Given exercise 1:
Summarize the passage on The Flipside and aesthetic journalism in two sentences.

---------- Provided passage

There was an importance placed on quality – after all, an aggregate could simply be an infinite collection of content from ALL sources. In the case of The Flipside, the aim was not just to aggregate information, but to maintain quality control on what was aggregated.

This of course ties in nicely with the concept of aesthetic journalism. The quality of the information and photographs that have been “hand-picked” reflects this importance on aesthetics and lends itself to creating a news site that looks beautiful.


The concept of Aesthetic Journalism is defined by Cramerotti (2011) as “artistic practices in the form of investigation of social, cultural or political circumstances” (pp.21). In Australia’s Journalists’ Code of Ethics, it is considered a new way of dissecting politics, informing citizens and ‘animating democracy’.

The Flipside does just that. Each story investigates the global issue and/or event in a level of detail that reflects hard work. Collating not only these beautifully composed photographs but subtitling each one with a quote or sentence that link off to various other news sources, really makes the investigation of these stories feel thorough, objective and reliable.

--------------------
---------- Source material

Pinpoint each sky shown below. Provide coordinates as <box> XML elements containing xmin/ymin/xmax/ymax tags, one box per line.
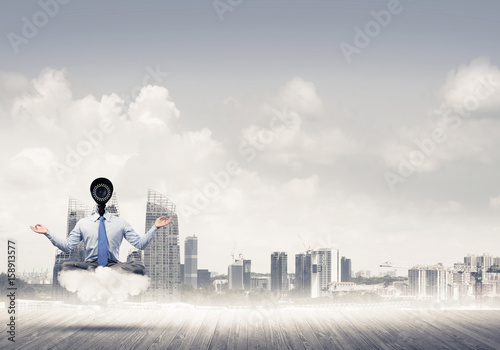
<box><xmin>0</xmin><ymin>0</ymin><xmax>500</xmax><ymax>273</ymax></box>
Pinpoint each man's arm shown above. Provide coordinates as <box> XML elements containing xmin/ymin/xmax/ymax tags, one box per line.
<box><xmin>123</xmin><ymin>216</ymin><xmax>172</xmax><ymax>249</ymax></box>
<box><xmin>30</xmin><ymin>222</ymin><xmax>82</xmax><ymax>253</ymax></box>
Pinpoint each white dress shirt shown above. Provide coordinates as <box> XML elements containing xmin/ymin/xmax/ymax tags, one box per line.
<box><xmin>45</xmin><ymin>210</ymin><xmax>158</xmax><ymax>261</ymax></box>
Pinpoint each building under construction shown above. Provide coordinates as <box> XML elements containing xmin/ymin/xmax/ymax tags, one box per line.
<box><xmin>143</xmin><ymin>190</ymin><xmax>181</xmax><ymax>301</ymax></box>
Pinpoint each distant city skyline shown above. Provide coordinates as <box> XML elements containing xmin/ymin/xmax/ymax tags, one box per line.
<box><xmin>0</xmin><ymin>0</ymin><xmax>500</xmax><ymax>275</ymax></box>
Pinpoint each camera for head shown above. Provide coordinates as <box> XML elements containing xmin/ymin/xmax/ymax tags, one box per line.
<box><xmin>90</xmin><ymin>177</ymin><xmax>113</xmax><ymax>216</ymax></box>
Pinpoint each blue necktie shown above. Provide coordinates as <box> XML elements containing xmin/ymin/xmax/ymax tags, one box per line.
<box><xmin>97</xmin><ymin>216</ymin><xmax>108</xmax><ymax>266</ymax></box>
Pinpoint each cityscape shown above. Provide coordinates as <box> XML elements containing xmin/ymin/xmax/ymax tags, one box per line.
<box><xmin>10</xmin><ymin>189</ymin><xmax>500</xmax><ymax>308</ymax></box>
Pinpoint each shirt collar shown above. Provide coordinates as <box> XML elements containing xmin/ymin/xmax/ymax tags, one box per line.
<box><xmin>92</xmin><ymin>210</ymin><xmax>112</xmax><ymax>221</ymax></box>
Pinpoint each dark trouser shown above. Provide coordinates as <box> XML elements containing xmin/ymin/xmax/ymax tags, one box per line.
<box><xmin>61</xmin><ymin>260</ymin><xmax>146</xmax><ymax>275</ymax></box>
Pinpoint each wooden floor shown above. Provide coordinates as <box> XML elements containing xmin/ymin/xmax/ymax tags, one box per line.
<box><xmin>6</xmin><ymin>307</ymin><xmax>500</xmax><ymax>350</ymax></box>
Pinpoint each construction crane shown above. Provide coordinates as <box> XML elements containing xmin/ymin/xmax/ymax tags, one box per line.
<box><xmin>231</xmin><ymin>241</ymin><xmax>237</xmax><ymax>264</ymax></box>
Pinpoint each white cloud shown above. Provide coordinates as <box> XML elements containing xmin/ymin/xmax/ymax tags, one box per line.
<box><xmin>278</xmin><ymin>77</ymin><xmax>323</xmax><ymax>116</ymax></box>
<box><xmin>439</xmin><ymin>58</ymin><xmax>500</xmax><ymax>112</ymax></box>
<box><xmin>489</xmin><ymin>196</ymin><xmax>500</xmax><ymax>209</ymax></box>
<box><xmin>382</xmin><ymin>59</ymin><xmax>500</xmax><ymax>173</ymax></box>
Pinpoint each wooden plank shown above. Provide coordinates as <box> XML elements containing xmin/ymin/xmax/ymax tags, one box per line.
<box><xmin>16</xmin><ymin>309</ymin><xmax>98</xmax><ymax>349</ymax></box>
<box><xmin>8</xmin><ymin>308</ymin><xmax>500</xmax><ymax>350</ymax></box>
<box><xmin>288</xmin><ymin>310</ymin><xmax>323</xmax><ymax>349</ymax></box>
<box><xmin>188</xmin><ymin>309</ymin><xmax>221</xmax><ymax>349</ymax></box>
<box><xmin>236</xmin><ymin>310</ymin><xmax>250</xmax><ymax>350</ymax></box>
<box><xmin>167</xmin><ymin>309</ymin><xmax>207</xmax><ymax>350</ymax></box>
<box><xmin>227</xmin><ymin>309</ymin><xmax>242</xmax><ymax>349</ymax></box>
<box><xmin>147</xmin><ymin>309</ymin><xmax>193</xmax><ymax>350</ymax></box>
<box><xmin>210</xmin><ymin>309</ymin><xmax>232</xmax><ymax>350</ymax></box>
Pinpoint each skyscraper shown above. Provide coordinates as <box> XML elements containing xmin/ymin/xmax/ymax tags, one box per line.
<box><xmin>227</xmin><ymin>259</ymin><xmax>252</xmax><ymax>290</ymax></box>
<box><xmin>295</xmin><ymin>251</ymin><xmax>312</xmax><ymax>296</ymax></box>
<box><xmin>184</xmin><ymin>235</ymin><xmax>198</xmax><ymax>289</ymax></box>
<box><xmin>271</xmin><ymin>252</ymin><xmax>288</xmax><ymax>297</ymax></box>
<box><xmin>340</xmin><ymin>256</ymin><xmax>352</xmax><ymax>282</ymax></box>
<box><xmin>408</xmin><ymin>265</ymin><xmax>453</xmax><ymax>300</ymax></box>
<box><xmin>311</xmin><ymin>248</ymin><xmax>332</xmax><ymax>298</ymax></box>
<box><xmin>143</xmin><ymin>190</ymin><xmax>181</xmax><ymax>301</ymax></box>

--------------------
---------- Source material

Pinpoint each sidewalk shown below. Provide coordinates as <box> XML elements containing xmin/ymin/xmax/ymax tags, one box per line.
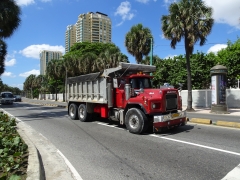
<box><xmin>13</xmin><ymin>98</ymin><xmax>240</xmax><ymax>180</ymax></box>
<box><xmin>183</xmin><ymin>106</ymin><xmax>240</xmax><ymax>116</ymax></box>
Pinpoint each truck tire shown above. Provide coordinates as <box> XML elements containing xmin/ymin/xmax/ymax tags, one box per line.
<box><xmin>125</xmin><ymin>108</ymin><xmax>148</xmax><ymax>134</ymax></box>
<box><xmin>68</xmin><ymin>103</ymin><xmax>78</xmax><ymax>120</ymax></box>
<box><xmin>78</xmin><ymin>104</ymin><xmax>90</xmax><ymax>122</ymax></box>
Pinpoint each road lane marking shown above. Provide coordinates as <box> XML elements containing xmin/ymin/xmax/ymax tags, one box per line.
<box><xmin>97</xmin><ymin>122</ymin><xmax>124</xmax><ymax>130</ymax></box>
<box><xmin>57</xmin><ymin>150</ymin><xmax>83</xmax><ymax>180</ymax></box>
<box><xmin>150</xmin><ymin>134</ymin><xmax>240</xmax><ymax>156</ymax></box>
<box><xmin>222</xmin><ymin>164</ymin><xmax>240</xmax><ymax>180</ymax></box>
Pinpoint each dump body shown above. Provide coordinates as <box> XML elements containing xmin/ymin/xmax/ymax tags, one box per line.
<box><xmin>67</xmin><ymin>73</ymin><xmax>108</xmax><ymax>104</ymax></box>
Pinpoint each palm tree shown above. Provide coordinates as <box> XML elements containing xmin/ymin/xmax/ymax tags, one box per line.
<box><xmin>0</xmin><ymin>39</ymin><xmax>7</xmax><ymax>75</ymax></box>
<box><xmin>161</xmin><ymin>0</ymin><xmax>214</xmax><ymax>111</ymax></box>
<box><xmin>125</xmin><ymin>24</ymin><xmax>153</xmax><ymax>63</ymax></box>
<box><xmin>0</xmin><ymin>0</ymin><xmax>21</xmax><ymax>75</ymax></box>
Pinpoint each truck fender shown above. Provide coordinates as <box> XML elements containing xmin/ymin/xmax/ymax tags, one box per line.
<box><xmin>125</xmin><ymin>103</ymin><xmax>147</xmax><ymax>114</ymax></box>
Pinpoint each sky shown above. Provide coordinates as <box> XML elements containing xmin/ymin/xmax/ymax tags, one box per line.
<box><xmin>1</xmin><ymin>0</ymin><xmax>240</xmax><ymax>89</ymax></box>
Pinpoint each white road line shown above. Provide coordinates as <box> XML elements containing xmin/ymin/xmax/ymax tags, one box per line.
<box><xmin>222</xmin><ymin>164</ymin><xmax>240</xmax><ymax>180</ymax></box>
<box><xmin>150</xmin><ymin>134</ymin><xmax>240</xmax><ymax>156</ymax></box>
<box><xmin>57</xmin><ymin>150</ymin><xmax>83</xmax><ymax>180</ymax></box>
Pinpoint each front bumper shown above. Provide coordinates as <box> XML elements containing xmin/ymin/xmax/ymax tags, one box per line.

--------------------
---------- Source material

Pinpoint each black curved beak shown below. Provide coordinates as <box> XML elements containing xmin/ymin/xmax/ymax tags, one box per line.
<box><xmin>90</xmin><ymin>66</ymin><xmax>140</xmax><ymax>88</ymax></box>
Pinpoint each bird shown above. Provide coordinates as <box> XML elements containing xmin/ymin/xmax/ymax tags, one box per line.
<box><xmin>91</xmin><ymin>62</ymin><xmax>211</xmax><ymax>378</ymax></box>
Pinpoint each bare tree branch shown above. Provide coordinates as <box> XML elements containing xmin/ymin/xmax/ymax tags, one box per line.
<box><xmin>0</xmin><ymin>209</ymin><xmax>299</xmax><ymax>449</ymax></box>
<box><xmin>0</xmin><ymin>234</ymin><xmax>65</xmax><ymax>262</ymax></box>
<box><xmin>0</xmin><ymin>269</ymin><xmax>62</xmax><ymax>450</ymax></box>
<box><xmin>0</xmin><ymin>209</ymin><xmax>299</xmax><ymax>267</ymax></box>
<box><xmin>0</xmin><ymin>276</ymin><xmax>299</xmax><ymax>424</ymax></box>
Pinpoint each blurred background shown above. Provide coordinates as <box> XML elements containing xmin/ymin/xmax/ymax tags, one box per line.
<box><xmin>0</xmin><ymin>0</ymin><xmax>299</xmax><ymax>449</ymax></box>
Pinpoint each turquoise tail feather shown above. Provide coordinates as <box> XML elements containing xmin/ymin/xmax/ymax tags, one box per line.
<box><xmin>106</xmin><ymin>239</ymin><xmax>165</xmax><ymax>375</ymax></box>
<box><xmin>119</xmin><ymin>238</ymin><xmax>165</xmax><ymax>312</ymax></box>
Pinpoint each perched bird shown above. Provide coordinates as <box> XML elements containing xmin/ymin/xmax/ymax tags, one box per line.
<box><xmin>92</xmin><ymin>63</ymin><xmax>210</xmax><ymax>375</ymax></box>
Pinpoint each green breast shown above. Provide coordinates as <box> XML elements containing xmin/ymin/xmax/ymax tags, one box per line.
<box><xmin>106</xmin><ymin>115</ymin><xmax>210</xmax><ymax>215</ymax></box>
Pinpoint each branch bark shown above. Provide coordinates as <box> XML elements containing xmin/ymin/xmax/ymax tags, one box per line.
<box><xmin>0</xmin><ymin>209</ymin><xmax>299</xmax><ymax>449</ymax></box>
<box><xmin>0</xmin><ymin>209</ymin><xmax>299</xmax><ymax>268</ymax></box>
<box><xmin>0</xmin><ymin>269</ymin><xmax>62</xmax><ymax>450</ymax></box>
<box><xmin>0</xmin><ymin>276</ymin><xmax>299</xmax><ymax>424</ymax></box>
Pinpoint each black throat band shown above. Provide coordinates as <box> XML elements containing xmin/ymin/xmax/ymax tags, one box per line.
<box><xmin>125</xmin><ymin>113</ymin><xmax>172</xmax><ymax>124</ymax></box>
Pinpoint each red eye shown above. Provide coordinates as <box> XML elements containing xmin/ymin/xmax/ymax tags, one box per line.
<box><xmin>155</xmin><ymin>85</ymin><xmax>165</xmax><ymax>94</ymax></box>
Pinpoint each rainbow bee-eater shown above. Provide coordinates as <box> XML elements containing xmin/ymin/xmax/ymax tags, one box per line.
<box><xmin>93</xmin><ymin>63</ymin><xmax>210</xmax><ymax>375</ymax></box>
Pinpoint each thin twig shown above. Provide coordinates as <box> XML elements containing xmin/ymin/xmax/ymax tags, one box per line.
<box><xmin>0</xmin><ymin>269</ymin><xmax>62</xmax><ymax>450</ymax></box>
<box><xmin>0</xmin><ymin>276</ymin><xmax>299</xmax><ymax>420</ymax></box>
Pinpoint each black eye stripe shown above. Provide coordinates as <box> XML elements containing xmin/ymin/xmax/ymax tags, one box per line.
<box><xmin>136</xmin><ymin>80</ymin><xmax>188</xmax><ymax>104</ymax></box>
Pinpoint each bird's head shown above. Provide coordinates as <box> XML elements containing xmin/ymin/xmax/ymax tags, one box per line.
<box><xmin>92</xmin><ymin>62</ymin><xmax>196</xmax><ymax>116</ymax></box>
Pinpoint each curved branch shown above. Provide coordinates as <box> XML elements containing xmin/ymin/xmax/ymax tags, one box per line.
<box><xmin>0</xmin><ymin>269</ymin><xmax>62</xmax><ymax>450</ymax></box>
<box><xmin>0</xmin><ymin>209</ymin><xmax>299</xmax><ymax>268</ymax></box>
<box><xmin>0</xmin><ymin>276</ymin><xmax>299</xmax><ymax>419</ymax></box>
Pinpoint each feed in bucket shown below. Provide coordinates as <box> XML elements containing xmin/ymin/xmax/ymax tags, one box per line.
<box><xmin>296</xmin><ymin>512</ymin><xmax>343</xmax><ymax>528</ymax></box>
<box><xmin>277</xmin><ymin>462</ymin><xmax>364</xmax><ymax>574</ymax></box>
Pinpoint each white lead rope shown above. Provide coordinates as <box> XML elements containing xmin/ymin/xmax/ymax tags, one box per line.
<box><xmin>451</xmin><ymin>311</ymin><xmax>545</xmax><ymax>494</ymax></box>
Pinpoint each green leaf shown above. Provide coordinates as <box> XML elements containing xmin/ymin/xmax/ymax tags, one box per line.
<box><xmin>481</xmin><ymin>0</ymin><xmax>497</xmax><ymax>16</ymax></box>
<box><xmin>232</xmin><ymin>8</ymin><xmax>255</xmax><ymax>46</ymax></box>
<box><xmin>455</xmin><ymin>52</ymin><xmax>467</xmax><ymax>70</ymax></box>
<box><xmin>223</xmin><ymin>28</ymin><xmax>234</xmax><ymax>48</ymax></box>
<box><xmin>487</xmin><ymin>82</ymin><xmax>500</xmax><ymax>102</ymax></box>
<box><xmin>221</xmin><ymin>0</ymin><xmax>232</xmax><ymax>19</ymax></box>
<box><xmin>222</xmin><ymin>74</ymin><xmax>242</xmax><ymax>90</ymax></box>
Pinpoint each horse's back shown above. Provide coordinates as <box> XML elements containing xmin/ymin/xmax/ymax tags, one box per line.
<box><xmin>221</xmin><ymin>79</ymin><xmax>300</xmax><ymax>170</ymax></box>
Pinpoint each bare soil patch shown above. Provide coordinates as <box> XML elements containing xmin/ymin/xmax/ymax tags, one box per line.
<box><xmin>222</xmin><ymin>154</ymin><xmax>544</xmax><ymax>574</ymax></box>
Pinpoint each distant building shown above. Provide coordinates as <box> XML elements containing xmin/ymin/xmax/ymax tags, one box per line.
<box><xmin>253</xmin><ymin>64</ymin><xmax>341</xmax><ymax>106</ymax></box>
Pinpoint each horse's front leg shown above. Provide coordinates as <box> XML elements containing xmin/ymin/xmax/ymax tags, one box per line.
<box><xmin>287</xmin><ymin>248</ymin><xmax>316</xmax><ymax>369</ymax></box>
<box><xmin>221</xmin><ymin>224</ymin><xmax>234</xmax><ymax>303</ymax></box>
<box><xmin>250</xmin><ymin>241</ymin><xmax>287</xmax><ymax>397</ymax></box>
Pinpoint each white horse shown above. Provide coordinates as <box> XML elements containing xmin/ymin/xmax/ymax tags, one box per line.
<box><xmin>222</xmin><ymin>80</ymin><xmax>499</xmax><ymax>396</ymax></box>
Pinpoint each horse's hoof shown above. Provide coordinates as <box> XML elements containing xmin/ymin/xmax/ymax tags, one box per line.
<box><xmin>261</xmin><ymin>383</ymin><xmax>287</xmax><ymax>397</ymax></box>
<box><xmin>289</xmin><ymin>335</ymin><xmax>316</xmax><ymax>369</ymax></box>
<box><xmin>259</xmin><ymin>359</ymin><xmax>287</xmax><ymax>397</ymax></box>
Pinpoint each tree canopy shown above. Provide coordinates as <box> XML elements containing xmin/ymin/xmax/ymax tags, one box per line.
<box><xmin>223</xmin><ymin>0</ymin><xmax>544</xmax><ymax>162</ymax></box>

--------------------

Given exercise 2:
In the rows, from the line with "Pinpoint each white road" to the line with "Pinpoint each front", swap "white road line" for "painted lane line" and give back only those lines, with nothing else altered.

Correct result 1:
The Flipside aimed not only to aggregate information but to control the quality of what it aggregated, and its hand-picked information and photographs reflect an emphasis on aesthetics that makes it a news site that looks beautiful. Aesthetic journalism is defined by Cramerotti as artistic practices that investigate social, cultural or political circumstances, and The Flipside follows it by investigating each story in detail, with photographs whose captions link to other news sources and make the coverage feel thorough, objective and reliable.

Correct result 2:
Pinpoint each painted lane line shown above. Provide coordinates as <box> XML elements containing xmin/ymin/xmax/ymax tags, one box per line.
<box><xmin>222</xmin><ymin>164</ymin><xmax>240</xmax><ymax>180</ymax></box>
<box><xmin>150</xmin><ymin>134</ymin><xmax>240</xmax><ymax>156</ymax></box>
<box><xmin>57</xmin><ymin>150</ymin><xmax>83</xmax><ymax>180</ymax></box>
Pinpoint each front bumper shown above. Provide coordinates as <box> XML elements containing xmin/ymin/xmax/ymax tags, one box per line.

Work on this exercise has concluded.